▶ [ARTICLE]
------------------------------

Orateur du Corps législatif, M. de Fontanes porta souvent la parole au milieu des triomphes du conquérant son imagination avait été frappée de cette grandeur inattendue, dans l’ordre rapide où elle s’était successivement manifestée sous ses yeux. Des bords du Nil un homme avait reparu, déjà célèbre par de grands succès dans les combats, illustré même par les revers d’une expédition lointaine et merveilleuse, habile à tromper, comme à vaincre, et jetant sur son retour fugitif tout l’éclat d’une heureuse témérité. Sa jeunesse et son audace semblaient lui donner l’avenir. Ce luxe militaire de l’Orient qu’il ramenait avec lui comme un trophée, ces drapeaux déchirés et vainqueurs, ces soldats qui avaient subjugué l’Italie, et triomphé sur le Thabor et au pied des Pyramides, toute cette gloire de la France qu’il appelait sa gloire, répandait autour de son nom un prestige trop dangereux chez un peuple si confiant et si brave. Il avait rencontré, il avait saisi le plus heureux prétexte pour le pouvoir absolu, de longs désordres à réparer. Son ardente activité embrassait tout, pour tout envahir. Génie corrupteur, il avait cependant rétabli les autels ; funeste génie, élevé par la guerre, et devant tomber par la guerre, il avait pénétré d’un coup d’œil l’importance du rôle de législateur. Il s’en était rapidement emparé dans l’intervalle de deux victoires ; et dès lors, au bruit des armes, il allait exhausser son despotisme sur les bases de la société qu’il avait raffermies. On n’apercevait encore que le retour de l’ordre et l’espérance de la paix. Les maux de l’ambition, l’onéreuse tyrannie d’une guerre éternelle, le mépris calculé du sang français, l’oppression de tous les droits publics se développèrent plus lentement, comme de fatales conséquences, qu’enfermait l’usurpation militaire, mais qu’elle n’avait pas d’abord annoncées.

------------------------------

▶ [CONSIGNES]
1. D'après l'article sur M. de Fontanes, quelle fonction celui-ci occupait-il ?
2. Rédigez la suite de l'article sur M. de Fontanes à partir de l'endroit où il s'arrête.
Les données n'ont aucun rôle à jouer ici.

▶ [CONTENU DES DONNÉES]

------------------------------

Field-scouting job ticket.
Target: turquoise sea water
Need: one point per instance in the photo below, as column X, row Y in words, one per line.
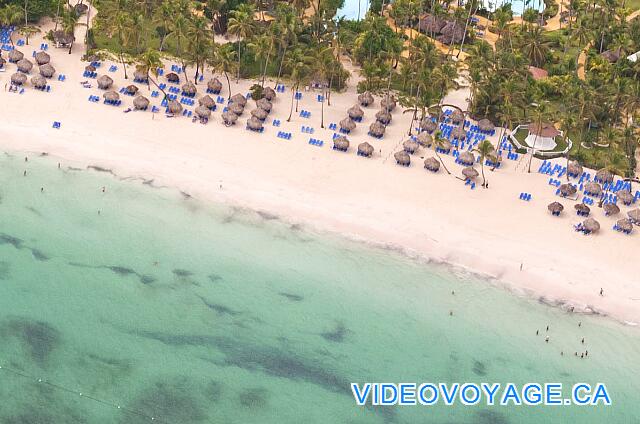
column 194, row 313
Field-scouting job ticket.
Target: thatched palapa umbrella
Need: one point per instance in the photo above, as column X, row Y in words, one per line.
column 432, row 164
column 591, row 225
column 347, row 125
column 189, row 89
column 555, row 208
column 229, row 118
column 254, row 124
column 18, row 78
column 341, row 143
column 39, row 81
column 410, row 146
column 574, row 169
column 383, row 117
column 611, row 209
column 15, row 56
column 25, row 66
column 174, row 107
column 42, row 58
column 376, row 129
column 47, row 70
column 259, row 113
column 365, row 99
column 203, row 112
column 567, row 190
column 365, row 149
column 402, row 158
column 355, row 112
column 470, row 173
column 593, row 189
column 625, row 197
column 264, row 104
column 141, row 103
column 206, row 101
column 104, row 82
column 604, row 176
column 582, row 209
column 424, row 139
column 466, row 158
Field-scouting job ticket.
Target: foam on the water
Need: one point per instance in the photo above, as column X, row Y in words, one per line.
column 195, row 313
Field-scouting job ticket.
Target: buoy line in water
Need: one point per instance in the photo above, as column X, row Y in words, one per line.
column 83, row 395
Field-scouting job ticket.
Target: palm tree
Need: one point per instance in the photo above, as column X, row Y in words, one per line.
column 241, row 25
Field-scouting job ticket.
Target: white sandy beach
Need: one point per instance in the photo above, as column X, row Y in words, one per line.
column 436, row 216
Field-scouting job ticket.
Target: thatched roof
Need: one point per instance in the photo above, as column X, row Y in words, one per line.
column 410, row 146
column 42, row 58
column 189, row 88
column 111, row 96
column 625, row 196
column 236, row 108
column 140, row 76
column 265, row 104
column 260, row 113
column 388, row 103
column 214, row 84
column 432, row 164
column 347, row 124
column 104, row 82
column 15, row 55
column 377, row 129
column 424, row 139
column 341, row 143
column 604, row 176
column 591, row 225
column 593, row 188
column 239, row 99
column 18, row 78
column 173, row 77
column 206, row 101
column 355, row 112
column 428, row 125
column 459, row 133
column 467, row 158
column 555, row 207
column 229, row 118
column 582, row 208
column 365, row 99
column 39, row 81
column 470, row 172
column 140, row 103
column 402, row 158
column 25, row 66
column 625, row 224
column 254, row 123
column 269, row 93
column 202, row 111
column 485, row 125
column 574, row 168
column 47, row 70
column 174, row 107
column 567, row 190
column 131, row 89
column 365, row 149
column 611, row 209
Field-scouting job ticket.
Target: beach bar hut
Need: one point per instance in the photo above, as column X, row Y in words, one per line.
column 104, row 82
column 432, row 164
column 341, row 144
column 402, row 158
column 365, row 149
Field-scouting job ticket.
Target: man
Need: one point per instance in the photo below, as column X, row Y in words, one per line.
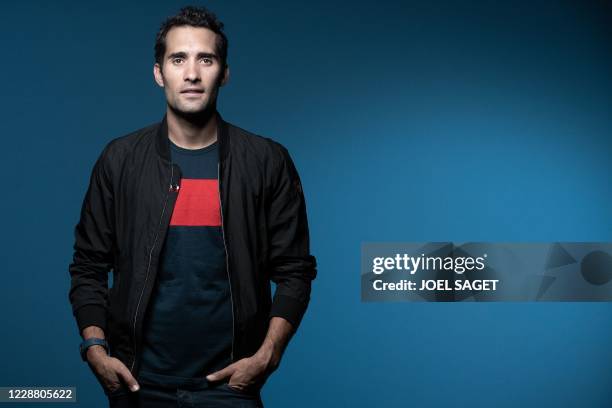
column 195, row 217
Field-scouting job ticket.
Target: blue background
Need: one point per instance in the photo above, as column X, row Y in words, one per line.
column 431, row 121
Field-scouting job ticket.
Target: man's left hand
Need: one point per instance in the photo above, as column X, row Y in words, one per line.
column 247, row 374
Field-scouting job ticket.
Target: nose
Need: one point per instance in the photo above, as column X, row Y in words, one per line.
column 192, row 74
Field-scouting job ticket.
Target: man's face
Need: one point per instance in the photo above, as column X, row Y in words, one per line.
column 191, row 73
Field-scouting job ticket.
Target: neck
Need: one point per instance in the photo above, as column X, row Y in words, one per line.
column 192, row 131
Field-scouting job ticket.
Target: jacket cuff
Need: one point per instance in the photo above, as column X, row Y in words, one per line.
column 91, row 315
column 288, row 308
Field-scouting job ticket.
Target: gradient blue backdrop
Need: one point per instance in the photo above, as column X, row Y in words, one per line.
column 408, row 121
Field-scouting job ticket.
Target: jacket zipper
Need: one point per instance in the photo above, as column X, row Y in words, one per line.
column 149, row 266
column 226, row 262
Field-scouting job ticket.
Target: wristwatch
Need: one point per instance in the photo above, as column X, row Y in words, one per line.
column 91, row 342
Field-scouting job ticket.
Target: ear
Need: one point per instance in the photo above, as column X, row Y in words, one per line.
column 225, row 79
column 157, row 74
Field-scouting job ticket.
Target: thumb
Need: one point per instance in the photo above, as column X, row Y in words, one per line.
column 128, row 378
column 221, row 374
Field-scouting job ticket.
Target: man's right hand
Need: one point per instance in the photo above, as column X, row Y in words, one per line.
column 110, row 371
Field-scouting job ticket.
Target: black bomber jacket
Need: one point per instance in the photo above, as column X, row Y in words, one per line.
column 126, row 213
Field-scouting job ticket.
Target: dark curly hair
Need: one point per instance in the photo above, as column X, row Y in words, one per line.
column 195, row 17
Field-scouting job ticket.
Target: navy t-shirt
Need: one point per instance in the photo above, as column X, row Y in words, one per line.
column 188, row 331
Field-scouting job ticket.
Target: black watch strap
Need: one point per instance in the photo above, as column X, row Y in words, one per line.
column 92, row 341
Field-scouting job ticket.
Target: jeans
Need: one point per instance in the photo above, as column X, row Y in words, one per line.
column 149, row 396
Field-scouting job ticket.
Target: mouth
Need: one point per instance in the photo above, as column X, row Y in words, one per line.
column 193, row 91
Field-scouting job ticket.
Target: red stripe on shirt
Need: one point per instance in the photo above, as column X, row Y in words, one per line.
column 197, row 203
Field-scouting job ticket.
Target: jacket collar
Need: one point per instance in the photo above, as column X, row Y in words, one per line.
column 163, row 141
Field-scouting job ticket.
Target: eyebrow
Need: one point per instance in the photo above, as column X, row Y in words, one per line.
column 181, row 54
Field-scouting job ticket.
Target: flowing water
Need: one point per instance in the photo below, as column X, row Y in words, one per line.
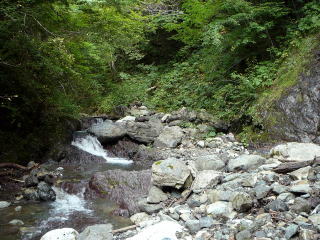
column 70, row 209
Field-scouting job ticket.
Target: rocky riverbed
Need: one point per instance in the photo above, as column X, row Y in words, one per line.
column 190, row 183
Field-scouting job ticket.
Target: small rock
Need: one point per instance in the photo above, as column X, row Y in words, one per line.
column 139, row 217
column 244, row 235
column 4, row 204
column 262, row 190
column 16, row 222
column 61, row 234
column 291, row 230
column 206, row 222
column 156, row 195
column 242, row 202
column 277, row 205
column 193, row 225
column 205, row 180
column 221, row 209
column 18, row 208
column 97, row 232
column 245, row 162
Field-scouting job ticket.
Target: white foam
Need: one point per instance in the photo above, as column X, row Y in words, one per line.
column 91, row 145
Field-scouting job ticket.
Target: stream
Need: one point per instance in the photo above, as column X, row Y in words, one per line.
column 70, row 209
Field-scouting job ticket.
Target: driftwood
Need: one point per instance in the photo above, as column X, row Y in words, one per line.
column 120, row 230
column 292, row 166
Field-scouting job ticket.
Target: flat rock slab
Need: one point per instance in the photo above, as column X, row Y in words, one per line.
column 294, row 151
column 170, row 173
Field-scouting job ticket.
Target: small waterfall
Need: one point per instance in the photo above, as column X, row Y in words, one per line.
column 91, row 145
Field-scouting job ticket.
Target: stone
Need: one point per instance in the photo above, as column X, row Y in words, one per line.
column 242, row 202
column 301, row 174
column 290, row 231
column 294, row 151
column 205, row 180
column 208, row 162
column 206, row 222
column 306, row 234
column 245, row 162
column 97, row 232
column 277, row 206
column 144, row 132
column 123, row 187
column 244, row 235
column 61, row 234
column 16, row 222
column 18, row 208
column 4, row 204
column 170, row 137
column 262, row 190
column 301, row 205
column 300, row 187
column 107, row 131
column 139, row 217
column 170, row 172
column 45, row 192
column 149, row 208
column 164, row 230
column 219, row 209
column 156, row 195
column 193, row 225
column 315, row 219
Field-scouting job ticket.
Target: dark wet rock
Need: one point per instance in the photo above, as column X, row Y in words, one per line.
column 170, row 137
column 108, row 131
column 149, row 208
column 277, row 205
column 193, row 225
column 123, row 187
column 296, row 115
column 76, row 156
column 45, row 192
column 301, row 205
column 144, row 132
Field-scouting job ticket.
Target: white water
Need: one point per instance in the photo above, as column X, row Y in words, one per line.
column 91, row 145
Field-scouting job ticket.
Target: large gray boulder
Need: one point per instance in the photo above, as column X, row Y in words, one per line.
column 170, row 137
column 246, row 162
column 97, row 232
column 208, row 162
column 108, row 131
column 296, row 151
column 170, row 172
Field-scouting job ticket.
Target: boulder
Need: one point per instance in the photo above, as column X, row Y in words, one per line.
column 123, row 187
column 4, row 204
column 242, row 202
column 144, row 132
column 97, row 232
column 108, row 131
column 170, row 137
column 246, row 162
column 170, row 172
column 159, row 231
column 156, row 195
column 209, row 162
column 294, row 151
column 205, row 180
column 221, row 209
column 61, row 234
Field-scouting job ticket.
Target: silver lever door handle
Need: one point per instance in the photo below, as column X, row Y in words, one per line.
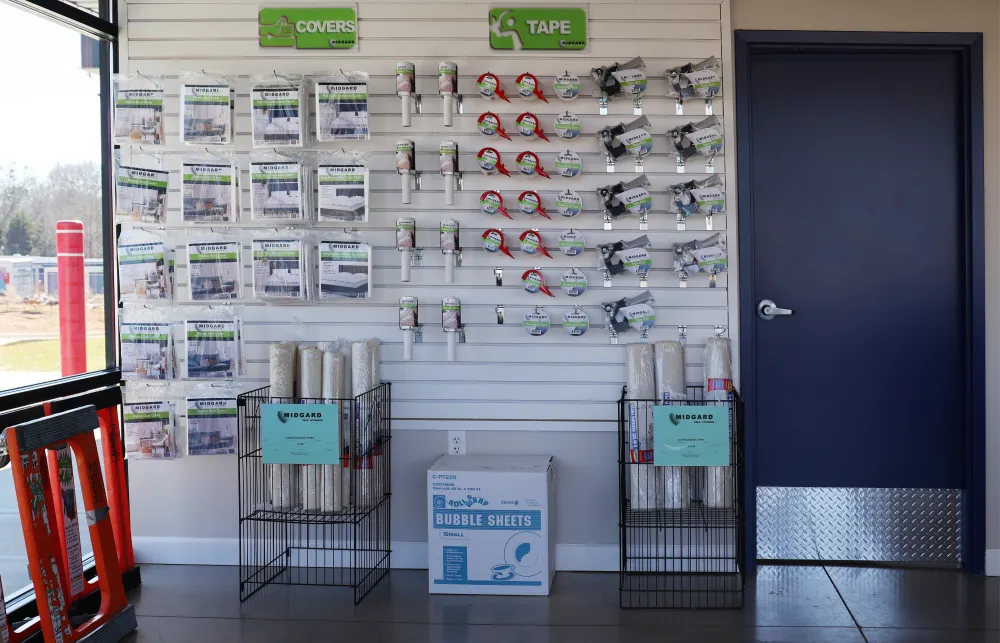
column 768, row 310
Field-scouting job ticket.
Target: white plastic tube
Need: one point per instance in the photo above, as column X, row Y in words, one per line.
column 404, row 265
column 407, row 108
column 449, row 189
column 449, row 268
column 449, row 109
column 407, row 345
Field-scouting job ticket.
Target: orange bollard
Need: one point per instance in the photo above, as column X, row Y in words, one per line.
column 28, row 443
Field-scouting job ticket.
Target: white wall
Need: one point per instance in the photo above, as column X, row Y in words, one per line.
column 515, row 394
column 928, row 15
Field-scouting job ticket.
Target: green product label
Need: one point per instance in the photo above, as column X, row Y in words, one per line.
column 277, row 176
column 212, row 334
column 330, row 255
column 145, row 417
column 207, row 178
column 126, row 181
column 308, row 28
column 212, row 412
column 214, row 257
column 560, row 28
column 276, row 102
column 143, row 337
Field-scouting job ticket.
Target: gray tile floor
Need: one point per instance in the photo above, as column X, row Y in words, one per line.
column 181, row 604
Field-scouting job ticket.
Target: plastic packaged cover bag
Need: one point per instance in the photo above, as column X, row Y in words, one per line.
column 342, row 107
column 207, row 109
column 145, row 267
column 210, row 187
column 138, row 110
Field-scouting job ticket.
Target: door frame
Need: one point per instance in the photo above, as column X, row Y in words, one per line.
column 970, row 48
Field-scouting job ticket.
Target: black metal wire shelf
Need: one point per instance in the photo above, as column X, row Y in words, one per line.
column 681, row 528
column 697, row 516
column 324, row 524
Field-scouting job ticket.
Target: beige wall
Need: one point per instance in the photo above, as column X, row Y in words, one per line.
column 926, row 15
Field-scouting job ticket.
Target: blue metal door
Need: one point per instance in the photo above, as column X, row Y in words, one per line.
column 860, row 358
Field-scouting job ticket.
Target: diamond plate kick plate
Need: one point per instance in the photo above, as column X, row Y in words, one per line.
column 883, row 525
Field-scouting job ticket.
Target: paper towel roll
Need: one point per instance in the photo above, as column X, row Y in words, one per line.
column 310, row 382
column 672, row 483
column 282, row 369
column 718, row 488
column 641, row 389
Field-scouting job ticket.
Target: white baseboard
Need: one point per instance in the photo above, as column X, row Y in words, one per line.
column 993, row 562
column 405, row 555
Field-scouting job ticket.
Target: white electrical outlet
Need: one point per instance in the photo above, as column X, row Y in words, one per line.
column 456, row 442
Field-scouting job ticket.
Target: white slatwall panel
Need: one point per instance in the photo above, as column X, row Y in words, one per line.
column 557, row 380
column 553, row 394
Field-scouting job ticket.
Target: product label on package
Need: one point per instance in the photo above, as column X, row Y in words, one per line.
column 633, row 81
column 638, row 141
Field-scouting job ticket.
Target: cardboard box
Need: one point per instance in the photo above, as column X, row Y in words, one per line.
column 489, row 528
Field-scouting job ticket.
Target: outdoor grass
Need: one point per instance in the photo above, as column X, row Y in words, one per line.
column 43, row 355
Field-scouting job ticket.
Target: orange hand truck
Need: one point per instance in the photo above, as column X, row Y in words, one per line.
column 28, row 443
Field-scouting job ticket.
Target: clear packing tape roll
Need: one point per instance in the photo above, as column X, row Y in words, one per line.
column 673, row 483
column 641, row 389
column 284, row 478
column 718, row 488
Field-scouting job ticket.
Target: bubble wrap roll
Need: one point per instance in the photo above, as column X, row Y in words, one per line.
column 284, row 478
column 282, row 369
column 718, row 486
column 310, row 381
column 641, row 383
column 673, row 484
column 333, row 381
column 364, row 366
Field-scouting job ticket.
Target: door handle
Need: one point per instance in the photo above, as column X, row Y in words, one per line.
column 768, row 310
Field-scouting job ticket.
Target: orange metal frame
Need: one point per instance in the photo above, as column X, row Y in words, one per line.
column 28, row 444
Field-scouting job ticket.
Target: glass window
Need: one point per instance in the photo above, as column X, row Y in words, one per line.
column 50, row 171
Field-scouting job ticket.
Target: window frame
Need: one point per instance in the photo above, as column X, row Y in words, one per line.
column 20, row 404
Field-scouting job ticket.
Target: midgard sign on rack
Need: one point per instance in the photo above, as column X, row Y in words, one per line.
column 312, row 28
column 538, row 28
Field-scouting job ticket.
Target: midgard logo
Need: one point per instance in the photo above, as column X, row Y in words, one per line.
column 284, row 416
column 308, row 28
column 676, row 418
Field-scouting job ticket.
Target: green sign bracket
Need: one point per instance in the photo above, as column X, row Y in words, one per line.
column 308, row 28
column 538, row 28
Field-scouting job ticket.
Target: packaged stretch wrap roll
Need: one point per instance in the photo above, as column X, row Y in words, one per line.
column 284, row 478
column 673, row 483
column 282, row 369
column 310, row 386
column 641, row 386
column 719, row 487
column 333, row 386
column 364, row 377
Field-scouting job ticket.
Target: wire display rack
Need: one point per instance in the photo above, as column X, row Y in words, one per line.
column 313, row 524
column 682, row 528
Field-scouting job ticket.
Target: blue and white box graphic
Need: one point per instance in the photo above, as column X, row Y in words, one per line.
column 488, row 525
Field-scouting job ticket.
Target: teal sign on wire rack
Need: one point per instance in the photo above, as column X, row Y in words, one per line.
column 691, row 436
column 300, row 433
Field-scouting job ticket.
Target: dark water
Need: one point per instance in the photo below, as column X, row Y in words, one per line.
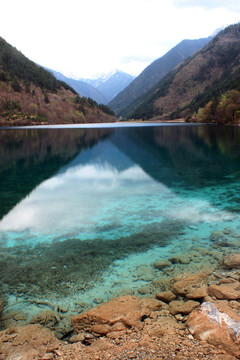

------------------------------

▶ [RÉSULTATS FINAUX]
1. Il était orateur du Corps législatif.

2.
Et cependant, Messieurs, quatre années s’écoulèrent à peine qu’un grand crime vint souiller cette puissance nouvelle et marquer d’une tache ineffaçable le diadème qu’elle se hâtait de saisir. Ah ! si de tyranniques entraves n’avaient pas pesé dès lors sur les députés de la France, quelque voix se serait élevée sans doute pour accuser cet odieux attentat ! L’homme qui avait osé le commettre n’hésita point à solliciter l’approbation d’une assemblée qu’il tenait asservie et cherchant, pour ainsi dire, à étonner dans une insolente publicité l’horreur du crime qu’il aurait voulu se cacher à lui-même, il en fit donner solennellement avis à la chambre, parmi d’autres communications politiques.
En recevant cet étonnant message, M. de Fontanes, sur le seul point où la puissance coupable espérait une réponse, garda un silence sévère, image de la stupeur et de la consternation de la France ; mais une de ces fraudes auxquelles la force même s’abaisse, quand elle est injuste, lui offrit bientôt l’occasion d’un désaveu plus expressif. Dans la publication légale d’un discours qui suivit de près ce funeste événement, on altéra les paroles de l’orateur on lui prêta une expression douteuse, qui pouvait paraître une lâche excuse. Peut-on oublier quelle fut alors l’ardente réclamation de M. de Fontanes, sa persévérance à faire rétablir les vraies paroles qu’il avait prononcées, et enfin, Messieurs, l’injurieux errata que fut obligée de subir cette orgueilleuse grandeur, devant laquelle s’inclinait et se taisait l’Europe ? Non, Messieurs, que par ce récit je prétende louer M. de Fontanes : il n’avait satisfait qu’au devoir exact de l’honnête homme ; mais ce devoir rempli absout noblement beaucoup de louanges données en d’autres temps à l’éclat de la victoire, aux travaux commencés de la paix, et à l’espérance du bien public.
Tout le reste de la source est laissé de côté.